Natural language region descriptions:
++++++++++
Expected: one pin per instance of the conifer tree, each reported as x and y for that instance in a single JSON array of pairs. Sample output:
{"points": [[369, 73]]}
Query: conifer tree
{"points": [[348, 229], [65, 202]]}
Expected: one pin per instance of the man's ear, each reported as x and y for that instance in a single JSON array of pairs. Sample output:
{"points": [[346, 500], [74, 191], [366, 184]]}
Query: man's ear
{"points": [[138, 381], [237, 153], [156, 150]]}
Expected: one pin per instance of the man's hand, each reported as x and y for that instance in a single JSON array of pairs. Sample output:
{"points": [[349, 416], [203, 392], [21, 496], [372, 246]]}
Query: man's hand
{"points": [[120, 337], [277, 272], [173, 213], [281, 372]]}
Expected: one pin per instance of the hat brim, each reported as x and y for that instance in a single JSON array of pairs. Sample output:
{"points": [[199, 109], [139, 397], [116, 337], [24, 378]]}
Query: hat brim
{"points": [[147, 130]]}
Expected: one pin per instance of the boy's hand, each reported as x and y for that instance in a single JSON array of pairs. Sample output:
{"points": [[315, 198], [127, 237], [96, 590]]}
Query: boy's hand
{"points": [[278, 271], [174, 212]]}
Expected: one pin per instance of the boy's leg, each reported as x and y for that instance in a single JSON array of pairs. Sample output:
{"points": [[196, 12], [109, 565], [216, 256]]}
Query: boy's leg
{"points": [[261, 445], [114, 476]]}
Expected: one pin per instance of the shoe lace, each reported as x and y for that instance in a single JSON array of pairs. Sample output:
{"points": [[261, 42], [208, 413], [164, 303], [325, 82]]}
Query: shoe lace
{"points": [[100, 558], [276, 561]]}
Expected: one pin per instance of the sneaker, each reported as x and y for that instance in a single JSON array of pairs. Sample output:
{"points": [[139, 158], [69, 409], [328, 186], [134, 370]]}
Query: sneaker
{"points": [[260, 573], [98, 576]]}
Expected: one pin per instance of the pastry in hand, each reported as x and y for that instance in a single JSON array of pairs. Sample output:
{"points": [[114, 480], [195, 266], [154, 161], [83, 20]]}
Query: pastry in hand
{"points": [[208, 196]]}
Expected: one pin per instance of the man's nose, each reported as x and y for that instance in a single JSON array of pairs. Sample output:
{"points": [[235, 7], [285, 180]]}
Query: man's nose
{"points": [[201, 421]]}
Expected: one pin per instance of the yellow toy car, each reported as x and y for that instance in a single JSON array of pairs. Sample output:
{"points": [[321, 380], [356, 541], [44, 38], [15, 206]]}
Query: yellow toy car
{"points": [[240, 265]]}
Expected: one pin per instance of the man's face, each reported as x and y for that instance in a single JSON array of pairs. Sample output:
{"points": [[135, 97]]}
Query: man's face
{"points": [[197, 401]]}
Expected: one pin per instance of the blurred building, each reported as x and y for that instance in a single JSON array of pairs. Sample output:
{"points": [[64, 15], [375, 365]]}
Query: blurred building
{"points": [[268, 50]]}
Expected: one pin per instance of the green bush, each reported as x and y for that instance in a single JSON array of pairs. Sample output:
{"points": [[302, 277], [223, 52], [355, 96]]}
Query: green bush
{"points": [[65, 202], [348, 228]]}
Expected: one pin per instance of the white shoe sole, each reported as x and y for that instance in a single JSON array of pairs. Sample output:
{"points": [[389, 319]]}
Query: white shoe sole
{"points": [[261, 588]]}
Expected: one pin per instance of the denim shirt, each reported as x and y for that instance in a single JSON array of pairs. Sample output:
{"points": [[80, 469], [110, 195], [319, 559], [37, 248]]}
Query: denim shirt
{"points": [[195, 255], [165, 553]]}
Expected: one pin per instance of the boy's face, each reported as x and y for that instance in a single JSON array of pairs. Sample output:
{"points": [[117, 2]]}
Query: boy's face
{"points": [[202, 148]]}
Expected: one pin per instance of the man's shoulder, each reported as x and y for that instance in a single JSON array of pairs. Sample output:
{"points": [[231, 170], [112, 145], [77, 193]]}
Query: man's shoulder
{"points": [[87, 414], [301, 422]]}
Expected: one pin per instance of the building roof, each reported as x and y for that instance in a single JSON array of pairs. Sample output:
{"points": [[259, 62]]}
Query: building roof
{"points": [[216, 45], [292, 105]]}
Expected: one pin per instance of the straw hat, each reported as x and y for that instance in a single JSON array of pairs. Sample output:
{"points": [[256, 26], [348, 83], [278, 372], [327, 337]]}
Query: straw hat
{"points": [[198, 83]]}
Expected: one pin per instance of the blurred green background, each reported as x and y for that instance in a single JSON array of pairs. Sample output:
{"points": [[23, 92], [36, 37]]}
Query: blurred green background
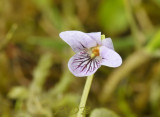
{"points": [[34, 77]]}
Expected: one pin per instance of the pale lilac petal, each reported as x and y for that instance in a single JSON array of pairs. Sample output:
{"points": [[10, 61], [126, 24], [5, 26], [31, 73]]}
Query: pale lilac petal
{"points": [[108, 43], [96, 36], [77, 40], [82, 65], [110, 57]]}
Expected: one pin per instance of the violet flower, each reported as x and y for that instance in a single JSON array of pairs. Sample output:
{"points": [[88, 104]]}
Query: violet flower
{"points": [[91, 52]]}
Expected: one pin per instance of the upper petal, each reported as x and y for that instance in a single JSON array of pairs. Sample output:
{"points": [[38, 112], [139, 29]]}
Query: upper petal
{"points": [[82, 65], [96, 36], [110, 57], [77, 40], [108, 43]]}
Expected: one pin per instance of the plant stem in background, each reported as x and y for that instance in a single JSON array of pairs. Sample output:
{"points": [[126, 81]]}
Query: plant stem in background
{"points": [[84, 97]]}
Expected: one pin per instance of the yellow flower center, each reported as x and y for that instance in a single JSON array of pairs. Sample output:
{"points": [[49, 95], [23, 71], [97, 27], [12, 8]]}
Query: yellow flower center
{"points": [[95, 52]]}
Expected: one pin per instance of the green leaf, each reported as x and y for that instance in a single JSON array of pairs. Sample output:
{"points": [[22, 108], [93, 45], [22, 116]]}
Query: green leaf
{"points": [[112, 16], [103, 112]]}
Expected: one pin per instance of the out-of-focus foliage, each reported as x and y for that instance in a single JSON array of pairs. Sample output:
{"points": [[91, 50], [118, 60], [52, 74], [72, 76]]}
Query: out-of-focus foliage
{"points": [[35, 80]]}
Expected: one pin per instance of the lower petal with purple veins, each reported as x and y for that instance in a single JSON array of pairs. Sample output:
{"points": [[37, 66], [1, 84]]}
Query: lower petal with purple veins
{"points": [[81, 64]]}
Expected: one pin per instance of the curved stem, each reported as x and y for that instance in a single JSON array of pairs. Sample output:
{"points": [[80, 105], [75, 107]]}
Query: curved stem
{"points": [[81, 112]]}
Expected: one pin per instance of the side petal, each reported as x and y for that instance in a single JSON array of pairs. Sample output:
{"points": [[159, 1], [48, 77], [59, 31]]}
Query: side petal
{"points": [[77, 40], [108, 43], [110, 57], [96, 36], [82, 65]]}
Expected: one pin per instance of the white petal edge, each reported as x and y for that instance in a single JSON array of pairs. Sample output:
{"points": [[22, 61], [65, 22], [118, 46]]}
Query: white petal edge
{"points": [[110, 57], [78, 62], [108, 43], [96, 36], [77, 40]]}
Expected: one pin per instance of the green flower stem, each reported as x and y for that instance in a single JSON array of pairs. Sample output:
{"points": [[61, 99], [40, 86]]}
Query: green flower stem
{"points": [[84, 97]]}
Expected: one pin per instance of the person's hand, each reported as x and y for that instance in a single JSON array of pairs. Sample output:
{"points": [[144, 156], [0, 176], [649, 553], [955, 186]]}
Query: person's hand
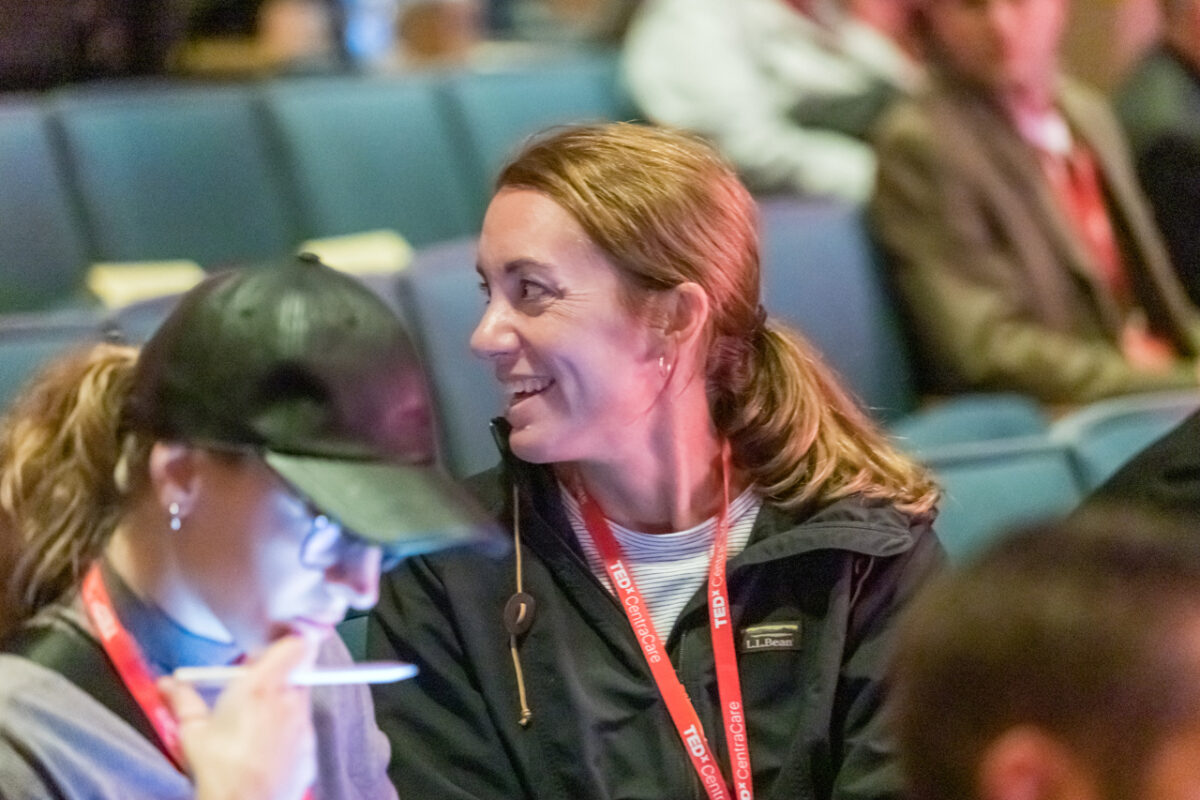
++++++++++
Exercise description →
Please transcribe each line above exactly, but leave the images out.

Output →
Expected: one pin per instance of the conifer tree, each reported as x and y for that instance in a single JSON array of pairs. Sample output:
{"points": [[369, 73]]}
Query: conifer tree
{"points": [[348, 229], [65, 202]]}
Expected: one pin per instance of the man's ear, each reported as x and y for that instance in a single JSON array of pairs. Sample output:
{"points": [[346, 500], [74, 191], [366, 184]]}
Query: man's ear
{"points": [[138, 381], [237, 153], [156, 150]]}
Expected: one pin per instance of the man's hand, each reported as x and y for that instance in a single JSON array of pairs. Sample output:
{"points": [[349, 416], [203, 392], [21, 496], [372, 246]]}
Query: man's hand
{"points": [[120, 337], [277, 272], [173, 213], [281, 372]]}
Expected: one pin per instance of the hat brim, each reported as x and y for that instance in a single JSON array of pairs. Sample output:
{"points": [[199, 109], [139, 397], [116, 337], [24, 378]]}
Query: hat brim
{"points": [[147, 130]]}
Expected: one pin per instance of the boy's hand, each reported as x and y for that instance in a single JSON array of pairs. Sample output:
{"points": [[315, 198], [127, 237], [96, 590]]}
Query: boy's hand
{"points": [[278, 271], [174, 212]]}
Expected: one pin per instance of the boy's leg, each reported as x and y for that instance in a single JSON array of pairs. Sample output:
{"points": [[196, 12], [109, 565], [216, 256]]}
Query: boy's leg
{"points": [[261, 445], [114, 476]]}
Expected: one pin per instance of the shoe lace, each reported as x and y for that instance in a single JSON array of pairs. Sample output:
{"points": [[261, 42], [208, 413], [164, 303], [325, 82]]}
Query: shoe lace
{"points": [[100, 558], [276, 561]]}
Expected: one pin per instance of the sneaker, each reported as x and y for that instance in a single JSON array of pairs. Sample output:
{"points": [[139, 158], [69, 409], [328, 186], [134, 370]]}
Query: sneaker
{"points": [[260, 573], [98, 576]]}
Expected: one pin per instance of the pastry in hand, each reported as x and y for that instance in a single JSON array of pairs. Sample output:
{"points": [[114, 480], [195, 266], [154, 161], [83, 20]]}
Query: pastry in hand
{"points": [[208, 196]]}
Expected: one pin per instance of the man's nose, each reported as x and y for that instance in a single JSON array of pairs. Sample output:
{"points": [[235, 7], [285, 180]]}
Query: man's nose
{"points": [[201, 421]]}
Expected: one pin per instance of the yellow toy car, each reported as x and y for that instance in a single JSON array of pairs. Sample output:
{"points": [[321, 380], [356, 541], [44, 38], [15, 206]]}
Query: yellow toy car
{"points": [[240, 265]]}
Expected: one pin per instance of the man's face, each reported as x and y for that instance in a single JSON array of pairs. Sample output:
{"points": [[135, 97]]}
Query: man's face
{"points": [[197, 401]]}
Expected: one pin per instance of the blurred building, each reported as x and y for that instance in a single JSON array of pairs. Sample output:
{"points": [[64, 15], [375, 365]]}
Query: blurred building
{"points": [[268, 50]]}
Expected: one pin per instance of the green bush, each reported as x and y for that instance in a single JSON array of pairs. Sample output:
{"points": [[302, 277], [223, 52], [355, 96]]}
Query: green bush
{"points": [[65, 202], [348, 228]]}
Expected: one pin per instance of the white shoe sole, each reported as x and y for that instance in a single JSON array of pairs. Sample output:
{"points": [[389, 319]]}
Query: white shoe sole
{"points": [[261, 588]]}
Expected: one pin per instance of the denim shirt, each reported as x and y for that instance in a single JSON array of pairs. Sample output:
{"points": [[80, 469], [110, 195], [319, 559], [37, 248]]}
Query: denim shirt
{"points": [[195, 255], [165, 553]]}
Expected: one pin per instance of the boy's face, each reported as x and y for that instance in a single JSON array of pairs. Sample output:
{"points": [[117, 2]]}
Query: boy's face
{"points": [[202, 148]]}
Expected: one pin per instance of the man's shoulder, each reported as x and y for that instance in a single JSON array of pairs. Sample output:
{"points": [[231, 170], [112, 145], [77, 193]]}
Query: man's shoulder
{"points": [[87, 414], [301, 422]]}
Expected: one pin per instance of the building roof, each reported as x and y for that instance in a single JSON array of pairs. Sample output:
{"points": [[259, 62]]}
Query: building roof
{"points": [[216, 45], [292, 105]]}
Expected: one pin per instance of the straw hat, each reported as x and y for that instance in a single JSON array of pairs. Sample output:
{"points": [[256, 26], [348, 83], [278, 372], [327, 337]]}
Query: straw hat
{"points": [[198, 83]]}
Expected: one pin per instance of the blurred green background, each reported as x and y for that instance in a single JSON array of pairs. Sample output:
{"points": [[23, 92], [36, 37]]}
Query: blurred green background
{"points": [[34, 77]]}
Expected: one pin per instance of the pale lilac petal, each reported as x and y for that instance in a single JSON array of pairs. Sample output:
{"points": [[10, 61], [126, 24], [5, 26], [31, 73]]}
Query: pale lilac petal
{"points": [[108, 43], [96, 36], [77, 40], [82, 65], [110, 57]]}
Expected: one pin per instance of the violet flower, each reported as x and y for that instance in a single JSON array of pairs. Sample output:
{"points": [[88, 104]]}
Query: violet flower
{"points": [[91, 52]]}
Expected: one pin per instance of the upper petal, each reported as x and y for that instance in a single JSON array of pairs. Sample output:
{"points": [[38, 112], [139, 29]]}
Query: upper petal
{"points": [[82, 65], [96, 36], [110, 57], [77, 40], [108, 43]]}
Expected: one pin per instance of the plant stem in background, each reported as x and y for that instance in a single JSON array of pairs. Sample output:
{"points": [[126, 81]]}
Query: plant stem in background
{"points": [[84, 97]]}
Expected: one pin per instance of the yellow flower center, each reported as x and y for that instance in a single JSON array of pairs. Sample output:
{"points": [[49, 95], [23, 71], [97, 27], [12, 8]]}
Query: yellow flower center
{"points": [[95, 52]]}
Expected: one pin per instance of the green leaf, each reported as x and y for that instance in a single JSON array of pairs. Sample output:
{"points": [[22, 108], [93, 45], [22, 116]]}
Query: green leaf
{"points": [[112, 16], [103, 112]]}
Expected: one pin per instance of the out-of-focus foliage, each reported as x and y for that instance in a single JSON array of pairs. Sample output:
{"points": [[91, 50], [118, 60], [52, 74], [72, 76]]}
Query: out-of-focus foliage
{"points": [[35, 80]]}
Expected: one pin per instance of the lower petal with purple veins, each reported as x and y for that instance in a single JSON array of pairs. Sample output:
{"points": [[37, 66], [1, 84]]}
Query: lower petal with purple veins
{"points": [[81, 64]]}
Expected: one pin per instance of the curved stem, each reported as x and y for that instance in a single JSON array of pairs. Sample output:
{"points": [[80, 105], [75, 107]]}
Query: curved stem
{"points": [[81, 112]]}
Expected: one pin per instance of the side petal, each reported as x and y for that instance in a single JSON array of pairs. Sample output:
{"points": [[159, 1], [48, 77], [59, 31]]}
Query: side petal
{"points": [[77, 40], [108, 43], [110, 57], [96, 36], [82, 65]]}
Expected: one pin per instance of the white petal edge, each reported as x and y for that instance in a single JSON array of pairs. Sample output:
{"points": [[22, 61], [65, 22], [118, 46]]}
Query: white petal edge
{"points": [[110, 57], [78, 62], [108, 43], [96, 36], [77, 40]]}
Expected: one pin per instance of the green flower stem, each reported as x and y for that instance in a single JSON array of pairs. Sample output:
{"points": [[61, 99], [40, 86]]}
Query: green flower stem
{"points": [[84, 97]]}
Expected: one pin per instance of the person's hand, each reported as x and y for that instance in a single JSON array of pairs. Sample output:
{"points": [[144, 156], [0, 176], [649, 553], [955, 186]]}
Query: person's hand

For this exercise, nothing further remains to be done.